Problem to solve: Reproduce exactly the lines below, starting with the line that contains "For each instance of the dark trousers" and ending with the last line of the records, both included, and nothing else.

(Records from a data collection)
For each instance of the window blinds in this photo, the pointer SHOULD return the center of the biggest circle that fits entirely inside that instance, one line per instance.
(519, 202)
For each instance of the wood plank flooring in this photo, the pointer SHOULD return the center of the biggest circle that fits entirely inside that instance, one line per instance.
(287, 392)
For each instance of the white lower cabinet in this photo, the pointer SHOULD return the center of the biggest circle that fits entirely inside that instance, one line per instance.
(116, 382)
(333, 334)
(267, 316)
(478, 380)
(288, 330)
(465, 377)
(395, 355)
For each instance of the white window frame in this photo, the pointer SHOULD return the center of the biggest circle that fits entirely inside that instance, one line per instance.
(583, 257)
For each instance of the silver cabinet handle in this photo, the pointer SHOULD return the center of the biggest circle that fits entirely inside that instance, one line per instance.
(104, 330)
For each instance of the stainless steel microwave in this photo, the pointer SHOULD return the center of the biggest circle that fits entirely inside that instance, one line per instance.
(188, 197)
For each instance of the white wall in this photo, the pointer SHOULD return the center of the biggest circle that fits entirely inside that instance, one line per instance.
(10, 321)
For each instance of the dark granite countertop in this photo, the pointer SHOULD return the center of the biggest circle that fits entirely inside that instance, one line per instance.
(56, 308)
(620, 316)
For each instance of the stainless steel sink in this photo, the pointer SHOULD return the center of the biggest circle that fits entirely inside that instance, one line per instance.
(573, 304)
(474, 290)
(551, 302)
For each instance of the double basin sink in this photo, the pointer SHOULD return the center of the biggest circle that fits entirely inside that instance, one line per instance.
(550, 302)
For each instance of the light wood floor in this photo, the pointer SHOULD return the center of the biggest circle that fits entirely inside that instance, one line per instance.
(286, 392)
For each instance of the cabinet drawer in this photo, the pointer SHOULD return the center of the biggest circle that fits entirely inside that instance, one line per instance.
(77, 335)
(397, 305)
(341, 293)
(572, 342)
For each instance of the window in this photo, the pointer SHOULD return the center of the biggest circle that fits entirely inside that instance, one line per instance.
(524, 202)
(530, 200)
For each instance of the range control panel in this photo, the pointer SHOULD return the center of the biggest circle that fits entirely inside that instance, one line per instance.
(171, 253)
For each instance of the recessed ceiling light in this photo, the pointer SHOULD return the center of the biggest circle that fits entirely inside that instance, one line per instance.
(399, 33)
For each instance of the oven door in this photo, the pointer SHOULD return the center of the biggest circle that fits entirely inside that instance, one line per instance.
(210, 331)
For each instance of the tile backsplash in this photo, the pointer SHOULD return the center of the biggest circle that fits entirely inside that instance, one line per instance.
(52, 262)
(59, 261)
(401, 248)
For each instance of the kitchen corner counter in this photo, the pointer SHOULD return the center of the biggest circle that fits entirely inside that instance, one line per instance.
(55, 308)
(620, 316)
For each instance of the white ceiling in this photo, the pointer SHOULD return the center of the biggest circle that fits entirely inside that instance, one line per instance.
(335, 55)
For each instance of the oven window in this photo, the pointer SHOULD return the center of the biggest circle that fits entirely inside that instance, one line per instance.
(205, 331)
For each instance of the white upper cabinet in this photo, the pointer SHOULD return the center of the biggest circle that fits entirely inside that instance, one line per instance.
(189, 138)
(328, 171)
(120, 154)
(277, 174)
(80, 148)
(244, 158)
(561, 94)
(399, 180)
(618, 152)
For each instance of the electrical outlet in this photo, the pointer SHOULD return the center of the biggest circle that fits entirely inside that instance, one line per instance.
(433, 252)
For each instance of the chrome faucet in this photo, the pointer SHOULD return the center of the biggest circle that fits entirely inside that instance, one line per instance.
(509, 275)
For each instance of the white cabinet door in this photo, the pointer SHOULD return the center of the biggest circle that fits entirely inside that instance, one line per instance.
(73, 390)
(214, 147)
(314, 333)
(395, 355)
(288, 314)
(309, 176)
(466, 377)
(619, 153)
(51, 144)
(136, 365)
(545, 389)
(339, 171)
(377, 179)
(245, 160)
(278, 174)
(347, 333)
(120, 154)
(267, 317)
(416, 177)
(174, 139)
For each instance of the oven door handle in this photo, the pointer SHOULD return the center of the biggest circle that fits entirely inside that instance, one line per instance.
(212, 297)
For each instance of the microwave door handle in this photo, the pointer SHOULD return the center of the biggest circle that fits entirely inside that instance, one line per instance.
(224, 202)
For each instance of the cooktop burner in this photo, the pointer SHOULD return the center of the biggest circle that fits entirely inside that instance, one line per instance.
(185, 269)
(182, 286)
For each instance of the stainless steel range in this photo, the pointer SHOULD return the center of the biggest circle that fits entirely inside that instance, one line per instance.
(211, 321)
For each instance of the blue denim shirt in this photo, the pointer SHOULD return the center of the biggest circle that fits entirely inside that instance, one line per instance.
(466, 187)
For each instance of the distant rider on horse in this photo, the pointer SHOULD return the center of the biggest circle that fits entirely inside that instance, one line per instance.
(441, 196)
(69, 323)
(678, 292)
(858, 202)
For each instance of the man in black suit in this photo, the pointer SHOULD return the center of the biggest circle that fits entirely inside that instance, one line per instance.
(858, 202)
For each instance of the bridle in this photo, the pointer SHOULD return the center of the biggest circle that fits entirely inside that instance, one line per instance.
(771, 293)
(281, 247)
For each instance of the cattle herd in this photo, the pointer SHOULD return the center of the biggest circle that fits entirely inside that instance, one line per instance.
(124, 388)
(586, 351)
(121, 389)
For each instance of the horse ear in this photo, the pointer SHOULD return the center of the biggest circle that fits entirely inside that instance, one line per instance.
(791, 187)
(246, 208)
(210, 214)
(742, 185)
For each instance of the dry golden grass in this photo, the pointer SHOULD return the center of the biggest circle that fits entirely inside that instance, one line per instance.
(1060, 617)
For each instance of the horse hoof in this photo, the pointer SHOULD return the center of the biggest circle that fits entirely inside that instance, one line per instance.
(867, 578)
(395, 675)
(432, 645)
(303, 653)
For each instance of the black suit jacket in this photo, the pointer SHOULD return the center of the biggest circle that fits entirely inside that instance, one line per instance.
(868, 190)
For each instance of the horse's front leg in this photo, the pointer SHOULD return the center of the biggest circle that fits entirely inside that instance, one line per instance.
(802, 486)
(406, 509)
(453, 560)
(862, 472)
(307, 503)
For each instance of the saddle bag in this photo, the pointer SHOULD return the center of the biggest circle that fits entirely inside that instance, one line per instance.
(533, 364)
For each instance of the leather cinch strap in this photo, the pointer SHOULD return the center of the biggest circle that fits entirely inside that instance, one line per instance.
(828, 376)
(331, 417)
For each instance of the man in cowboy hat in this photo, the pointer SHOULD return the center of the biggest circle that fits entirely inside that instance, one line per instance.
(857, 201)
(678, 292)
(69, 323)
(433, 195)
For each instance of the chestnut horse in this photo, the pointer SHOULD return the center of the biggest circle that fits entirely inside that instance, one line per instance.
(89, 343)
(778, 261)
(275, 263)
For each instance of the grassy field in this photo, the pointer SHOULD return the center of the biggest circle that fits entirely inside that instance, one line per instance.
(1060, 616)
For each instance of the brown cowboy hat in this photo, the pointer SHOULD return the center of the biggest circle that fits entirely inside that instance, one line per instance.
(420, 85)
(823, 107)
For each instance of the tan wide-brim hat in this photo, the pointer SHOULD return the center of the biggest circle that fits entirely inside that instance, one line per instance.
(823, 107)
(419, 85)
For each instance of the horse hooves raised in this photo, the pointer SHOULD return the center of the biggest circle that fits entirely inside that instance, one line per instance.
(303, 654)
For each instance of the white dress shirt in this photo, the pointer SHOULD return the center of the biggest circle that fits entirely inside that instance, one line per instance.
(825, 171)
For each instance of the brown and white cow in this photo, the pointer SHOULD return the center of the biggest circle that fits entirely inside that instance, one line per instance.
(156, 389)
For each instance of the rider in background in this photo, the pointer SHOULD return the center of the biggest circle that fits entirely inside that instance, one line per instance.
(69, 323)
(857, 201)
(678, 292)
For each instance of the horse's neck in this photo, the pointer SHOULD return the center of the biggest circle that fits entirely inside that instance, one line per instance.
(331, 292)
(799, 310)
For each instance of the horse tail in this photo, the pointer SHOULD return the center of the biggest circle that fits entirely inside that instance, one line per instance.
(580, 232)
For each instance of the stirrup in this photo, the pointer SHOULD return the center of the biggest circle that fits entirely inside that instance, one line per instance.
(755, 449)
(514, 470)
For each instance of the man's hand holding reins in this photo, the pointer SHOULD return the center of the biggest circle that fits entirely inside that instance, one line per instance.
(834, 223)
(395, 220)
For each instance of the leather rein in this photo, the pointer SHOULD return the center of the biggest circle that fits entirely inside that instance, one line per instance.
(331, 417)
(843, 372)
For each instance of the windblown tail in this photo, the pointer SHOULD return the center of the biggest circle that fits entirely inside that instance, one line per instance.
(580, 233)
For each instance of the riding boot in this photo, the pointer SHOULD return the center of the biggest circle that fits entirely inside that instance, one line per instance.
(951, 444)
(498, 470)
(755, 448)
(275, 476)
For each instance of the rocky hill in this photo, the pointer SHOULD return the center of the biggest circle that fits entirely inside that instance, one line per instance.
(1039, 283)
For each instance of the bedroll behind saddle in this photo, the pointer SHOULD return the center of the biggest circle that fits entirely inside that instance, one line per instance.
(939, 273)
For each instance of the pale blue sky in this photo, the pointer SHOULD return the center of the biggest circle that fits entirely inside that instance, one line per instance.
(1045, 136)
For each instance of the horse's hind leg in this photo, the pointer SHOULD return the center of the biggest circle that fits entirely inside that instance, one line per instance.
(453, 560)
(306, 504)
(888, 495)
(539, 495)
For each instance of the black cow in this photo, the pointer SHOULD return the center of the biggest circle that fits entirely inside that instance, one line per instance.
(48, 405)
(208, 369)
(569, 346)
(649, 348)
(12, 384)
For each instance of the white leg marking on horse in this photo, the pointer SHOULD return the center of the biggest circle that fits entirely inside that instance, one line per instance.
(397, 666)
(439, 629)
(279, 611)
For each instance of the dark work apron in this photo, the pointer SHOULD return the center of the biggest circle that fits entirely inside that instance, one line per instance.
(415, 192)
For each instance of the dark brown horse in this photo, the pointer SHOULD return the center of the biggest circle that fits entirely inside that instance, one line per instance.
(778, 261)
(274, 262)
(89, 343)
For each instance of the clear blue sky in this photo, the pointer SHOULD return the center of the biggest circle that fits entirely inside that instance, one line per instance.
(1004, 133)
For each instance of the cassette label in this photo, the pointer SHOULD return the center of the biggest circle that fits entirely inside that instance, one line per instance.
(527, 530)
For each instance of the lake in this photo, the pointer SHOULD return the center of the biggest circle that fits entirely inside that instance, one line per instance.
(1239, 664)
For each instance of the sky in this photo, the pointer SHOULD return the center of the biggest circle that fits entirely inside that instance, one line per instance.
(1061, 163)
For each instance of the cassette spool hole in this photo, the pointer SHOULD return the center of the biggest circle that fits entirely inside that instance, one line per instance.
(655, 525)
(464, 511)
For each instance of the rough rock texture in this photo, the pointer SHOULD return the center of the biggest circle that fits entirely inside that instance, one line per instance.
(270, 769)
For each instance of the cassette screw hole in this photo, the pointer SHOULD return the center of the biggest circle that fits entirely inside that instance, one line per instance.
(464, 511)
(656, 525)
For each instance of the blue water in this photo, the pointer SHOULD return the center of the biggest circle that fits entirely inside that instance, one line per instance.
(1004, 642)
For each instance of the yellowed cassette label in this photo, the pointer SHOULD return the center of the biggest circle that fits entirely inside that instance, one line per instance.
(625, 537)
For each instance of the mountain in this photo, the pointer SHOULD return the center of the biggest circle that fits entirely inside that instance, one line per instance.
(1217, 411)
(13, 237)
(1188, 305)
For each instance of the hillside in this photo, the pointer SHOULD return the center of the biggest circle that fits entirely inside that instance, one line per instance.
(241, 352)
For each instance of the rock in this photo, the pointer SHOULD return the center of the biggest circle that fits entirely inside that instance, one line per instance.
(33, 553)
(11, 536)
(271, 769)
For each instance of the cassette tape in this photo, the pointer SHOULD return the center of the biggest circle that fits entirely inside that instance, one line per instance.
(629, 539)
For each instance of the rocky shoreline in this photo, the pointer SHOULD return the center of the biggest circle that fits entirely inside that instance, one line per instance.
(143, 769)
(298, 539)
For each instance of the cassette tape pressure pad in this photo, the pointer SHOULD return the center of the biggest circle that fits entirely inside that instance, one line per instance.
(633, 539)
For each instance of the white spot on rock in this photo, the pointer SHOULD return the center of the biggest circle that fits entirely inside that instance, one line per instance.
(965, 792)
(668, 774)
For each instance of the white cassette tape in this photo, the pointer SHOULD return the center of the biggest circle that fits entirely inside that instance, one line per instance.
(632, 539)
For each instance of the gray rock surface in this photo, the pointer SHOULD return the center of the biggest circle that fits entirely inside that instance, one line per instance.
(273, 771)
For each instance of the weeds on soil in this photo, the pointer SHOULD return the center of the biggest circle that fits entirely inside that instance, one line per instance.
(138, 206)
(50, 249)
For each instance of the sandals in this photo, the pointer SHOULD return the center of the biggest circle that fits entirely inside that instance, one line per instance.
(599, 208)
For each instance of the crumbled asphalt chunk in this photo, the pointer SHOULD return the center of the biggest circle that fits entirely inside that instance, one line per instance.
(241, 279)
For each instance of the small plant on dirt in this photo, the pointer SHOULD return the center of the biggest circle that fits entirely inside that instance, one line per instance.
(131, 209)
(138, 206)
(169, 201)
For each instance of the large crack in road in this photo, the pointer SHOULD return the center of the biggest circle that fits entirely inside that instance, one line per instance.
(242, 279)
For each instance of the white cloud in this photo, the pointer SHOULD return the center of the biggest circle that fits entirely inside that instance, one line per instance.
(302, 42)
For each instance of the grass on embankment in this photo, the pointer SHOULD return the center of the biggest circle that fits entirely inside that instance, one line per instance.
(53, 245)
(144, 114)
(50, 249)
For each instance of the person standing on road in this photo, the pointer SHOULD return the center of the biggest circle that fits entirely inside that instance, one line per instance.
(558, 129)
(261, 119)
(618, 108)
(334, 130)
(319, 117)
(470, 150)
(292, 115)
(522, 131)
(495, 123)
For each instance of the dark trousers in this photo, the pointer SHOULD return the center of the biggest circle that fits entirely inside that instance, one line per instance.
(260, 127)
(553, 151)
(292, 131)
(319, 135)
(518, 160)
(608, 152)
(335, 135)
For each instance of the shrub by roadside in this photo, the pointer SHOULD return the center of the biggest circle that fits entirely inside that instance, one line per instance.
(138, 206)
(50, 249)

Final result:
For each instance of the dark trousers in this photo, the pointer SHOULD return the center of the biggest circle that fits entirely inside that instance, one line per instance.
(260, 127)
(553, 151)
(292, 131)
(319, 135)
(518, 160)
(608, 152)
(335, 135)
For each instance of the shrub by roadside in this photo, the pointer SHOULD return the center of the biggest circle that fits entirely inside that instance, one line per instance.
(138, 206)
(50, 249)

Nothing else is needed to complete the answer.